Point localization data

Start of Block

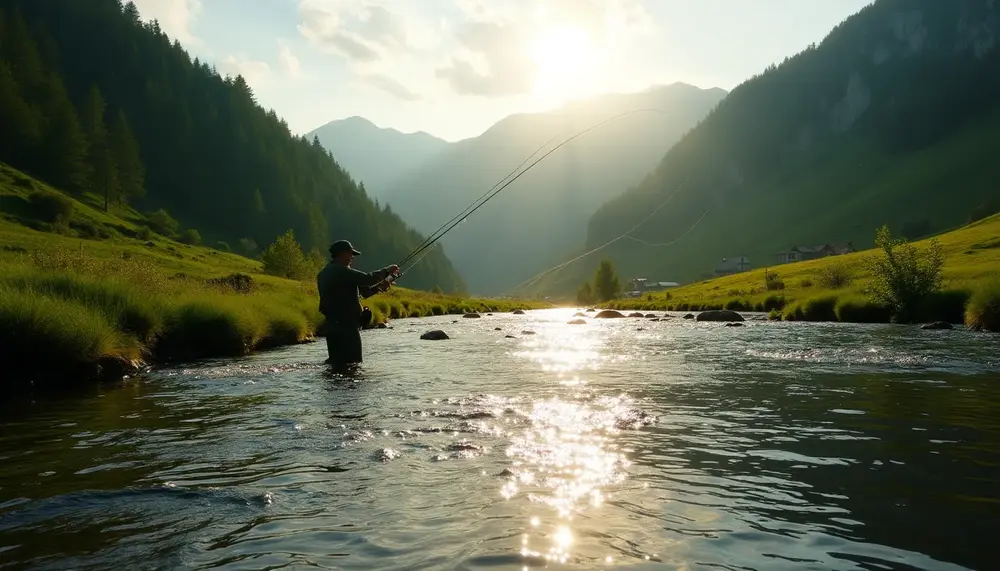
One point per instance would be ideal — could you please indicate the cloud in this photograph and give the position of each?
(491, 58)
(254, 71)
(176, 17)
(358, 31)
(493, 61)
(391, 86)
(289, 63)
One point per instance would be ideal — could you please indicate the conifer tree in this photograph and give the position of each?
(64, 143)
(131, 172)
(103, 171)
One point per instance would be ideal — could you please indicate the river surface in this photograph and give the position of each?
(620, 443)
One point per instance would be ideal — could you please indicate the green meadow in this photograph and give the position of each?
(837, 288)
(89, 294)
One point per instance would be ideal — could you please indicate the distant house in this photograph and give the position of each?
(733, 265)
(638, 286)
(800, 253)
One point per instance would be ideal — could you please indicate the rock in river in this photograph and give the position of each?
(436, 335)
(719, 315)
(609, 313)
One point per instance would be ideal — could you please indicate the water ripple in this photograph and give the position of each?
(682, 446)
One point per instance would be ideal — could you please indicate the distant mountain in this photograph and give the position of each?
(374, 155)
(544, 212)
(894, 118)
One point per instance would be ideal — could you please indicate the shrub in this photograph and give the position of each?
(772, 282)
(191, 236)
(983, 310)
(774, 302)
(51, 207)
(902, 275)
(284, 258)
(836, 276)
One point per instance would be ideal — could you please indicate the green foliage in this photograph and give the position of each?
(983, 310)
(191, 236)
(903, 276)
(786, 145)
(175, 135)
(162, 223)
(606, 284)
(860, 309)
(836, 276)
(51, 207)
(772, 282)
(284, 258)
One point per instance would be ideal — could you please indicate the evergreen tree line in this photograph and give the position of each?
(93, 99)
(875, 82)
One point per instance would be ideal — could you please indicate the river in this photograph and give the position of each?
(623, 443)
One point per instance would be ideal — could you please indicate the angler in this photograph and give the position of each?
(341, 288)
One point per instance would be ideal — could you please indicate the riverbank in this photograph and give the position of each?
(108, 305)
(835, 288)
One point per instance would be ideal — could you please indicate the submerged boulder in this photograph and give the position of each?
(609, 314)
(436, 335)
(719, 315)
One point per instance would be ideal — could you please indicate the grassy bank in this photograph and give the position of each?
(93, 295)
(836, 288)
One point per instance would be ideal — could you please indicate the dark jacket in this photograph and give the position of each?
(340, 289)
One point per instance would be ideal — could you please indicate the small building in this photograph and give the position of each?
(636, 287)
(732, 265)
(801, 253)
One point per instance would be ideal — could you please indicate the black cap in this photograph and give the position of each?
(343, 246)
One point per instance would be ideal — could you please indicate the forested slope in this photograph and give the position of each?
(93, 99)
(893, 118)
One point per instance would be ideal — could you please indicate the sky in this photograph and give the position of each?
(452, 68)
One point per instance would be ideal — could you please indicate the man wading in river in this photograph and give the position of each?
(341, 288)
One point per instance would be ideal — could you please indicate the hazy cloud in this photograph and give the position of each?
(391, 86)
(254, 71)
(289, 63)
(357, 31)
(176, 17)
(503, 66)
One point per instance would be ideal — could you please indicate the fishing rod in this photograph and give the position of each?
(536, 277)
(489, 195)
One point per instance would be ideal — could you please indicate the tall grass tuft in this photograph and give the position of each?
(58, 339)
(861, 309)
(983, 310)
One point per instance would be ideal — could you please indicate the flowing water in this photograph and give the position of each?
(624, 443)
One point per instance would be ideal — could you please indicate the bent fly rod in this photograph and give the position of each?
(433, 238)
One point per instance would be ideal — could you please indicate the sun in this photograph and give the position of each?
(562, 55)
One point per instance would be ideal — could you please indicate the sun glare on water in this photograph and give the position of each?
(563, 55)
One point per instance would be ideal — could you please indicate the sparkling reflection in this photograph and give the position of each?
(566, 457)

End of Block

**Task:** Copying begins at the line that holds "indicate the dark" and ends at the last line of the data above, with both included and each line kept exactly.

**Answer box:**
One point per instance would be ideal — could you please indicate the dark jacket in this photograph and give the position of each?
(340, 289)
One point per instance would be ideal — could you please indicate the small building in this photograph and give the position of each?
(636, 287)
(732, 265)
(801, 253)
One point per instance would be ideal — could you please indicate the black cap in this photograph and give the position of each?
(343, 246)
One point per instance would be ideal — could you please indicate the forested slope in this photograph and give the position of each?
(93, 99)
(893, 118)
One point per instance would be ideal — could you please indicate the sky in this photograph and give the position of each?
(452, 68)
One point per instance would be ideal — could you please indicate the man wading in river in this photograph and give the position of each?
(341, 288)
One point per instance would be ideal — could you please indicate the hazy cloud in this photograph and give the position of each?
(391, 86)
(254, 71)
(289, 63)
(357, 31)
(176, 17)
(503, 66)
One point per instance would be ideal — could you please indicate the fishing rod in this photograph and give the position of each?
(536, 277)
(489, 195)
One point per instance would be ideal — could you please indicate the tall grass tuft in this photograph and give the position of each?
(58, 339)
(861, 309)
(983, 310)
One point per instance would be ideal — could you please indicate the flowing water in this photograph and give the position of each?
(624, 443)
One point per instance would be ideal — could you please indicate the bent fly rod in this photograph and give the position of each?
(433, 238)
One point per instance would be ideal — could you please indicate the sun in this photograph and give the position of each?
(562, 55)
One point per instance would be ideal — could you please indicate the sun glare on water in this photograph and give the position of each?
(563, 55)
One point per instance would be ideal — could you please indicate the sparkling reflection in this photograph and give the position of each?
(566, 457)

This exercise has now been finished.